» MATERIAL SHOWN
Content starts

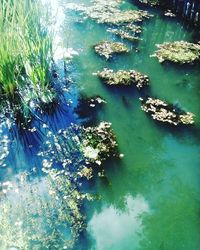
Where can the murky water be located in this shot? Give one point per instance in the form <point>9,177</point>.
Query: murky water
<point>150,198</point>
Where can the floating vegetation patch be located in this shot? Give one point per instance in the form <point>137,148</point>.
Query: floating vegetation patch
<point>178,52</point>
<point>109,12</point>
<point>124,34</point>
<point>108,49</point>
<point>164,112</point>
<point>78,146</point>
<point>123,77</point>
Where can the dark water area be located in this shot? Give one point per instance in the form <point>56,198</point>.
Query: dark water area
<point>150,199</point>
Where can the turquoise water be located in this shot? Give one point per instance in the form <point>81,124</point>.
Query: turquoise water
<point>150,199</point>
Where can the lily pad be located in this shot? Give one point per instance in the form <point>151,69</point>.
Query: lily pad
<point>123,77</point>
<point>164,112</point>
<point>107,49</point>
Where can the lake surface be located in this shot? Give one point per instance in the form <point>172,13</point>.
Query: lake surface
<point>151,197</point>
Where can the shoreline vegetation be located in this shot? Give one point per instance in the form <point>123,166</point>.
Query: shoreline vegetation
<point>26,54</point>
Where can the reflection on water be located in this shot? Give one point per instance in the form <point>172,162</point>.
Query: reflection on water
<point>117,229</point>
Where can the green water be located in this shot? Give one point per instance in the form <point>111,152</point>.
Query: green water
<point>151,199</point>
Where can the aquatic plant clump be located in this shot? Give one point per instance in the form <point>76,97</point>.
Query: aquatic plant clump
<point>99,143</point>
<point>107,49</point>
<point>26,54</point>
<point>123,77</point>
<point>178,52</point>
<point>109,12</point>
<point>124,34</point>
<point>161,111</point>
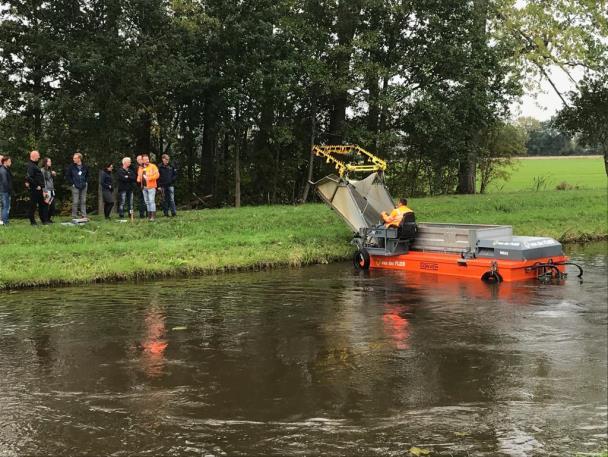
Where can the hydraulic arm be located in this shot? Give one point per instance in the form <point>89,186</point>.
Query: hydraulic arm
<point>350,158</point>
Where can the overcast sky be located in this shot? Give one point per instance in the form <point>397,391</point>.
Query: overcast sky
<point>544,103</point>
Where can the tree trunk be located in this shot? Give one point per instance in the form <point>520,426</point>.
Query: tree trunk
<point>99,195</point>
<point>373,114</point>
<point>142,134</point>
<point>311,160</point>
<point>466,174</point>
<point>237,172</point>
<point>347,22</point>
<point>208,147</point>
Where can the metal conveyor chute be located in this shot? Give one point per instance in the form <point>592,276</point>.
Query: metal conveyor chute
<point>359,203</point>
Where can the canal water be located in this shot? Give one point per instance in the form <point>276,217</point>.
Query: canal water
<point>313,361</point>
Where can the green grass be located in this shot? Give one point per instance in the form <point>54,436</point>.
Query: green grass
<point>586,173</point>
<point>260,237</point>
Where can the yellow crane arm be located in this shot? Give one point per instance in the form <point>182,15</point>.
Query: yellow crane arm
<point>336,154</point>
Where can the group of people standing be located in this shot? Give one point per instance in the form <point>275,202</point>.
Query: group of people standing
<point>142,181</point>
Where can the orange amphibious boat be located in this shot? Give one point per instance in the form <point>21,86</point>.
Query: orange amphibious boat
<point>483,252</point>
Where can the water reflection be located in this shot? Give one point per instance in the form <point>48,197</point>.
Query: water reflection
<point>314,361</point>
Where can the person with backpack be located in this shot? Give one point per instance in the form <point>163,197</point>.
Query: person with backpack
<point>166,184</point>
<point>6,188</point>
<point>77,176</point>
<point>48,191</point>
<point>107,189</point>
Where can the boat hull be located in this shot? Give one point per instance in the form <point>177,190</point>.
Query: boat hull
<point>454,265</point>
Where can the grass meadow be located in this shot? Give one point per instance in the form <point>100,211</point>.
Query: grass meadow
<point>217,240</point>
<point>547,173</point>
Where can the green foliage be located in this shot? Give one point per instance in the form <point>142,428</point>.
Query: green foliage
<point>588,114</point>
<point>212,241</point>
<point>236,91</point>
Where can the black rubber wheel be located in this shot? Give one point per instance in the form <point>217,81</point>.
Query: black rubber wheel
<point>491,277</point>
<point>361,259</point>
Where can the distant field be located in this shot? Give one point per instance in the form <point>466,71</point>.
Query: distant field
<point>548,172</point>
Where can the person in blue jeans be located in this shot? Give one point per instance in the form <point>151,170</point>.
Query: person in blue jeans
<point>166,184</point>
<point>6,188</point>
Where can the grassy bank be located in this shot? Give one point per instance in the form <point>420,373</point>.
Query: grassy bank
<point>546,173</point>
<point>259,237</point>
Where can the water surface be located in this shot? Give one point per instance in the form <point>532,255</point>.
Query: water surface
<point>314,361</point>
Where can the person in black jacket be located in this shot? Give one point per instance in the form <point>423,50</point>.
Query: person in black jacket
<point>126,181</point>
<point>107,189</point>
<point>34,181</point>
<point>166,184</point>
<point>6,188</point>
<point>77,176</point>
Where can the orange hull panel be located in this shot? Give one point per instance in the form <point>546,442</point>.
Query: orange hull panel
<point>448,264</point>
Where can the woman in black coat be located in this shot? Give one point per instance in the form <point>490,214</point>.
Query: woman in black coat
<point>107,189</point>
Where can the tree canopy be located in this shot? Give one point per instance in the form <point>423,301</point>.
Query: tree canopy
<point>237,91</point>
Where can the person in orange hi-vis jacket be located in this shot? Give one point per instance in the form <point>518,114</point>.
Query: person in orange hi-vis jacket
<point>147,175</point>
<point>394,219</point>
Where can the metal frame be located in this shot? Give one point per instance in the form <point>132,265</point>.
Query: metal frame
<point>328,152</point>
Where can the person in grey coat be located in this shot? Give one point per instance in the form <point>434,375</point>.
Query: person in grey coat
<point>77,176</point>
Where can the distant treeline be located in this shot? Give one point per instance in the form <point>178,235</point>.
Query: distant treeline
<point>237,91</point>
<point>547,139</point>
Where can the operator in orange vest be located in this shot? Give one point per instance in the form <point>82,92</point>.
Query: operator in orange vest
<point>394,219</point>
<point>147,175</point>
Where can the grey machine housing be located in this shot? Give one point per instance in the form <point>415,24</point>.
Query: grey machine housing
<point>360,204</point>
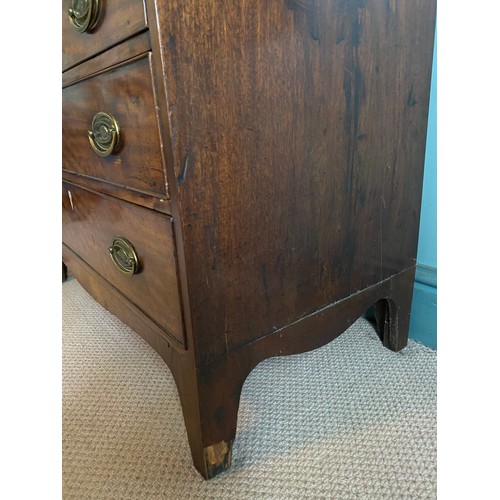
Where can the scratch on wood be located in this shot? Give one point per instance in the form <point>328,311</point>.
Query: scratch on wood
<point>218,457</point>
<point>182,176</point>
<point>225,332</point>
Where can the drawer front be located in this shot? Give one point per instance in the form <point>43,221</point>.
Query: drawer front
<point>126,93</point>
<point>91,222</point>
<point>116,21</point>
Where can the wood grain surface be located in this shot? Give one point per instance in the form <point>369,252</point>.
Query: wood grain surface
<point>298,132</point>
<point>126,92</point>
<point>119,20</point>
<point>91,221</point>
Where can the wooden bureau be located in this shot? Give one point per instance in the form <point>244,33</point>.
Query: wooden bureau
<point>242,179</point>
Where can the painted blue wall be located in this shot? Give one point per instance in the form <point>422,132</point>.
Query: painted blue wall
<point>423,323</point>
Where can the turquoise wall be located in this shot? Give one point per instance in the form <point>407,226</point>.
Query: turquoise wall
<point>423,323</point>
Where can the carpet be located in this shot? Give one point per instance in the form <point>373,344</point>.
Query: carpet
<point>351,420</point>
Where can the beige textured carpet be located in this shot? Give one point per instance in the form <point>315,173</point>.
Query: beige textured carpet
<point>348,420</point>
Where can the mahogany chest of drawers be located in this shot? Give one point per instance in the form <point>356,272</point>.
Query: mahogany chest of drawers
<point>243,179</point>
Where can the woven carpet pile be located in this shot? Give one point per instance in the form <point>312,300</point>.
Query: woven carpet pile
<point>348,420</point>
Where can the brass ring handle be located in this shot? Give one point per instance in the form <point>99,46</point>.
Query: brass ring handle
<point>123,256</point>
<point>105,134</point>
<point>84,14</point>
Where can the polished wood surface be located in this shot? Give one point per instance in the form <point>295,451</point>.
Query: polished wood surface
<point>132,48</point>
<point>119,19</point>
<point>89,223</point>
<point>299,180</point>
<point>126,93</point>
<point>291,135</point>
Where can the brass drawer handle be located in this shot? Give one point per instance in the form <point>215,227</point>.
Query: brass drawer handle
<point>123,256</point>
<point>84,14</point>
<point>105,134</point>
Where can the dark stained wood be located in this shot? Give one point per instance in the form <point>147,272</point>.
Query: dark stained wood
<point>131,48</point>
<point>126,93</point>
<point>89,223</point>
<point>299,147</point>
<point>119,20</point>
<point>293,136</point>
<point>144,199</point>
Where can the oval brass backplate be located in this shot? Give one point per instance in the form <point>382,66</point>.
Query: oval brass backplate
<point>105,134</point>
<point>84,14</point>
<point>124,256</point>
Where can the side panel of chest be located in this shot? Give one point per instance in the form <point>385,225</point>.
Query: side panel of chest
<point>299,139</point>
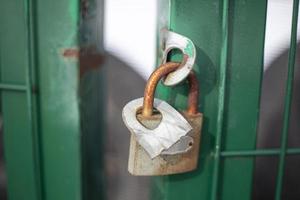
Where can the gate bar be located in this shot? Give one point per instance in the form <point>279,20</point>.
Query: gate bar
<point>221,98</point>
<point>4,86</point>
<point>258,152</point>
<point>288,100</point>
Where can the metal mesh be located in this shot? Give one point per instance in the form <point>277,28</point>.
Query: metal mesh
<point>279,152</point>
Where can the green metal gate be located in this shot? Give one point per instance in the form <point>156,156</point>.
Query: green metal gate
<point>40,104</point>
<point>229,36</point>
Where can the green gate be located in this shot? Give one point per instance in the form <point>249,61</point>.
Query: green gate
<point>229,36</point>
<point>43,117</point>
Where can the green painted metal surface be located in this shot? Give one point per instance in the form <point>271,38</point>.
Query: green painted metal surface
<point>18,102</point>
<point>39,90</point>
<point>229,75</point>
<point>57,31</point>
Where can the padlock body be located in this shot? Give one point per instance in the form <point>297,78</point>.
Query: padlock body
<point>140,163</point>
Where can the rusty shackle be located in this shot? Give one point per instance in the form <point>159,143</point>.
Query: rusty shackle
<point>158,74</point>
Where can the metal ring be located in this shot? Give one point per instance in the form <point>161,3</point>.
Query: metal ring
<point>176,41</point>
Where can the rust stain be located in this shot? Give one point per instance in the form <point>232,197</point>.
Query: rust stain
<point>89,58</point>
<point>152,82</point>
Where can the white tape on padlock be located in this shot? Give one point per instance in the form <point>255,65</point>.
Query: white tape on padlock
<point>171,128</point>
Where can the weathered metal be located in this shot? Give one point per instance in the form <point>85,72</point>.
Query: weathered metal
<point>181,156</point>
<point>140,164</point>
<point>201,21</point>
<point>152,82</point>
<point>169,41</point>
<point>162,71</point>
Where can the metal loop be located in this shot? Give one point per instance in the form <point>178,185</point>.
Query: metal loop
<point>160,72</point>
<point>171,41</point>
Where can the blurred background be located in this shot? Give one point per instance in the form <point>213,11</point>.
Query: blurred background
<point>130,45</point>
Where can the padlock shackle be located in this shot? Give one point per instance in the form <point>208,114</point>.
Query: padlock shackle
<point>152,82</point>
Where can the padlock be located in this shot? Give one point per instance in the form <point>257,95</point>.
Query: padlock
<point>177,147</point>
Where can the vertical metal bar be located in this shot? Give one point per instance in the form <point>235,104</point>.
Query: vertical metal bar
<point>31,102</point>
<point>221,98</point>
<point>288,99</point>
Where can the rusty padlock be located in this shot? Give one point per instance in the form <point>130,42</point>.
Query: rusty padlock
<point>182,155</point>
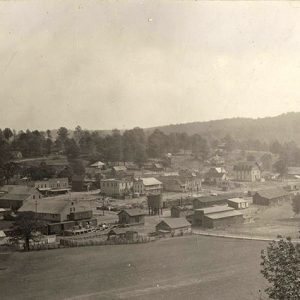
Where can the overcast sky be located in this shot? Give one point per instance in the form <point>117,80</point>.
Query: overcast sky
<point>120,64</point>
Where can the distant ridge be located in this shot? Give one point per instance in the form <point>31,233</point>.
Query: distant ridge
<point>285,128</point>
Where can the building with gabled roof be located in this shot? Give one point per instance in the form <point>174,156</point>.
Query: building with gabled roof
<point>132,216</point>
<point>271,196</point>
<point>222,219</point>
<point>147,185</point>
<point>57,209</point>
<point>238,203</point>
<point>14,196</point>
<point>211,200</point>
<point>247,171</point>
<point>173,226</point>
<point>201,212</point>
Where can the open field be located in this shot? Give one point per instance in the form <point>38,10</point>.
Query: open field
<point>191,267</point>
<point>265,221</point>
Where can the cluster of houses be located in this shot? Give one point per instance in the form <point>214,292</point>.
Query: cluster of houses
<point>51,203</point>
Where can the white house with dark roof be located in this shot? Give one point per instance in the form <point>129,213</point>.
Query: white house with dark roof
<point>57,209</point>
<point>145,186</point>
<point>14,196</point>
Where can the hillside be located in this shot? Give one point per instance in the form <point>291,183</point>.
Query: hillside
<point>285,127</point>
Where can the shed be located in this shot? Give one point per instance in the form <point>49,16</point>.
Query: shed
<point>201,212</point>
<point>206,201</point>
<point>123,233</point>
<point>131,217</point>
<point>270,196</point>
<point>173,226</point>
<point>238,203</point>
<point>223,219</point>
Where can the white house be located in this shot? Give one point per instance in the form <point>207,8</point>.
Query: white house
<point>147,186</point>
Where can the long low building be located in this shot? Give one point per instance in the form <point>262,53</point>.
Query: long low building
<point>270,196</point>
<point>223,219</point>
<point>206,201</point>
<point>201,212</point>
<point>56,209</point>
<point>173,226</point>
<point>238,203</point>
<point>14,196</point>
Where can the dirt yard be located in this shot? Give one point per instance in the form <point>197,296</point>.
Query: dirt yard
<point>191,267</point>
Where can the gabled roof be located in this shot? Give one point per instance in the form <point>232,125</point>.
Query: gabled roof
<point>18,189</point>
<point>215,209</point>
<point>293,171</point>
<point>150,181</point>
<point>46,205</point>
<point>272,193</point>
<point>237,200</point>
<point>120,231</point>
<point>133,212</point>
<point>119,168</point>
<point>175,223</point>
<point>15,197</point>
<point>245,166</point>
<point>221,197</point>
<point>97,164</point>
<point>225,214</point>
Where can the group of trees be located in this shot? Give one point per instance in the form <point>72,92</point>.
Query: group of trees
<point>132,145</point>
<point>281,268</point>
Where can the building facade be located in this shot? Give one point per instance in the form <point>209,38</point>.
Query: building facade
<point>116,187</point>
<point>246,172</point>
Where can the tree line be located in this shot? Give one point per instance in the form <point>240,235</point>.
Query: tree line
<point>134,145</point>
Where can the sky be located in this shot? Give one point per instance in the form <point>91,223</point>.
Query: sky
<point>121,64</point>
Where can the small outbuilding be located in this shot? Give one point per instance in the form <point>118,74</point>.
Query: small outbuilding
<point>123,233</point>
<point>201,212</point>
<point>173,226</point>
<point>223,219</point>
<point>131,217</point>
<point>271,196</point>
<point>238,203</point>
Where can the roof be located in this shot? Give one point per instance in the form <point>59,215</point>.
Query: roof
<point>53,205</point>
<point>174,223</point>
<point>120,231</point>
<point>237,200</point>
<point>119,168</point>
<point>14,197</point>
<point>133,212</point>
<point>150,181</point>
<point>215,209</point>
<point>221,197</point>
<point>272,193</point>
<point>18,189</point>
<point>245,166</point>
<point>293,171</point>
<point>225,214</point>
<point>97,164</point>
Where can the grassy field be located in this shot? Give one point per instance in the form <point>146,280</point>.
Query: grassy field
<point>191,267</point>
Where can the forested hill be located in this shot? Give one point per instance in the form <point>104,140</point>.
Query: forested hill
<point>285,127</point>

Content ends

» WHAT IS EXPECTED
In your answer, include only the lines above starting at the line that holds "Query: black rubber wheel" and ending at the line that holds "Where can the person in blue", copied exactly.

» FINAL ANSWER
Query: black rubber wheel
<point>491,277</point>
<point>361,259</point>
Where can the distant field be located in this shot? Give one point per instance in the form <point>466,71</point>.
Query: distant field
<point>548,172</point>
Where can the person in blue jeans be located in this shot? Give one point per instance in the form <point>151,170</point>.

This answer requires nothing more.